WHAT YOU HAVE TO DO: Print out the data below with every line intact.

DATA PROVIDED:
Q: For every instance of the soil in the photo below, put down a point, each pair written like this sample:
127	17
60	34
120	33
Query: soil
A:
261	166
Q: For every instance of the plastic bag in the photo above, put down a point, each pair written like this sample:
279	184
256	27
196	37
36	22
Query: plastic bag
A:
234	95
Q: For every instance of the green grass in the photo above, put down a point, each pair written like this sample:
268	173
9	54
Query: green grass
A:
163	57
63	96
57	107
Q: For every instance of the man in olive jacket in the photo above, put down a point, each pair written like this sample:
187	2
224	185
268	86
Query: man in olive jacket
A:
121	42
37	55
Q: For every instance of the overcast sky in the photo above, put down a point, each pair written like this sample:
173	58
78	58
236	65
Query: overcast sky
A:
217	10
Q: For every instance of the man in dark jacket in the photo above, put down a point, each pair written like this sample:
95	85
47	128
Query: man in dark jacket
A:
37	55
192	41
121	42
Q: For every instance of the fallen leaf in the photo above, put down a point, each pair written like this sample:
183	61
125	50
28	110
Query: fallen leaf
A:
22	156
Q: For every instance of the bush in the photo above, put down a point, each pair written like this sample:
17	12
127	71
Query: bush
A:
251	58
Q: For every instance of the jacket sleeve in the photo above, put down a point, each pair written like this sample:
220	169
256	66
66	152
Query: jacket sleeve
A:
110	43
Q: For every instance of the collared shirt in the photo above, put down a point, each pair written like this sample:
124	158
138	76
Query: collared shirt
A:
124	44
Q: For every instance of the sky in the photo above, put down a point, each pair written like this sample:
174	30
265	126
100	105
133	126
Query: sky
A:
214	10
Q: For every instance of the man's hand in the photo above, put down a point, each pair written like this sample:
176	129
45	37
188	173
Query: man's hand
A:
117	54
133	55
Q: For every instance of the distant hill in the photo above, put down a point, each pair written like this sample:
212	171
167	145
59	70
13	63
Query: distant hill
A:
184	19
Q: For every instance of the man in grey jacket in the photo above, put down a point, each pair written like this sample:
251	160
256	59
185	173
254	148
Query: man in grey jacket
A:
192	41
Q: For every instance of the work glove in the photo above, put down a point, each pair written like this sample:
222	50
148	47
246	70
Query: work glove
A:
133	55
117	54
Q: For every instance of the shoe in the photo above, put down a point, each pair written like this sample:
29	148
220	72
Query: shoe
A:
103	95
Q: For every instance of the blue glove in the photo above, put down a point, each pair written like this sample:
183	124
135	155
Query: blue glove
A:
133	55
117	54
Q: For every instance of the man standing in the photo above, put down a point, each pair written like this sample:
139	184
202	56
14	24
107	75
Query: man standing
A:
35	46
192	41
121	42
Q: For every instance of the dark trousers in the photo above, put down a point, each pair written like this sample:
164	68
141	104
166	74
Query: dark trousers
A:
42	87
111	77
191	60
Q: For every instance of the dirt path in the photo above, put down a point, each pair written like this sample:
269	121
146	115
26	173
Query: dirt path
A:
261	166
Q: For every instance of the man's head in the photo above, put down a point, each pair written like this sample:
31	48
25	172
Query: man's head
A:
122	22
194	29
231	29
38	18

WRITTEN REPLY:
Q: For every instance of the soil in the photo below, put down a point, each pair written like this sample:
127	17
60	34
120	33
Query: soil
A:
261	166
Q: For every instance of the plastic bag in the photo above, put down a point, each pair written like this sample:
279	184
256	27
196	37
36	22
Query: plastic bag
A:
234	95
Q: For every instance of the green grass in the photo above, put down a point, each pair written like this sample:
268	173
9	54
Query: green grass
A:
163	57
63	96
57	107
Q: For every instance of the man in olive jacket in the photo above, put down a point, each pair written like this sample:
187	2
224	185
268	86
Query: man in olive jacket
A:
121	42
37	55
Q: For every instance of the overcast sky in the photo above, put down a point, each pair written like this sample:
173	58
78	58
236	65
Query: overcast sky
A:
217	10
Q: For every instance of the man in dark jacket in the photo above, put down a point, each pair written like this sample:
95	85
47	128
Query: man in dark jacket
A:
37	55
192	41
121	42
Q: For every instance of the fallen leaf in the photo above, put down a point, each pair written like this sample:
183	61
125	50
28	110
Query: fallen leaf
A:
22	156
Q: For every instance of the bush in the photo above, put down a point, each pair written like this sample:
17	12
127	71
Query: bush
A:
251	58
Q: For every instance of the jacket sleeve in the photo above, put down a point, each pair written like this sample:
220	169
256	66
66	152
Query: jacket sleeve
A:
110	43
Q: For every instance of the collared shirt in the photo above, put down a point, each pair written like this sample:
124	158
138	76
Query: collared shirt
A:
124	44
Q: For every instance of the sky in the photo above, put down a point, each pair written like this sample:
174	30
265	126
100	105
133	126
Query: sky
A:
214	10
Q: For every instance of the man's hand in the photo above, put down a point, each pair written like this sample:
176	129
45	37
188	173
Query: man's hand
A:
117	54
133	55
Q: For every instance of the distant hill in the photo above, put down a point, each pair written like this sample:
212	171
167	145
59	70
13	63
Query: distant hill
A:
184	19
Q: For every instance of the man in grey jacket in the photo above, put down a point, each pair written like this sample:
251	160
256	59
185	173
254	148
Query: man in grey jacket
A:
192	41
Q: For every instance of the work glove in the photo above, put down a point, each pair written like this sample:
222	50
148	47
246	70
Query: work glove
A:
133	55
117	54
Q: For every instance of the shoe in the photo above, put down a point, each pair written like this sample:
29	148
220	72
Query: shoe
A:
103	95
Q: For every instance of the blue glove in the photo above, put down a point, each pair written like this sample:
183	124
135	155
Query: blue glove
A:
133	55
117	54
Q: For every instance of the man standing in the photo above, put down a point, each pair written like this sample:
139	184
202	56
14	24
107	75
Query: man standing
A:
35	46
192	41
121	42
Q: For every instance of the dark trousers in the photo above, put down a point, each pair written like this sample:
164	68
141	104
166	74
Query: dark trousers
A:
42	87
111	77
191	60
Q: For every instance of the dirt path in the photo above, put down a point, each pair written like this sample:
269	121
146	115
26	173
Query: dirt path
A:
261	166
Q: For every instance of the man's head in the photo above, put down a point, each pair written like this sample:
31	48
25	172
Query: man's head
A:
122	22
194	29
231	29
38	18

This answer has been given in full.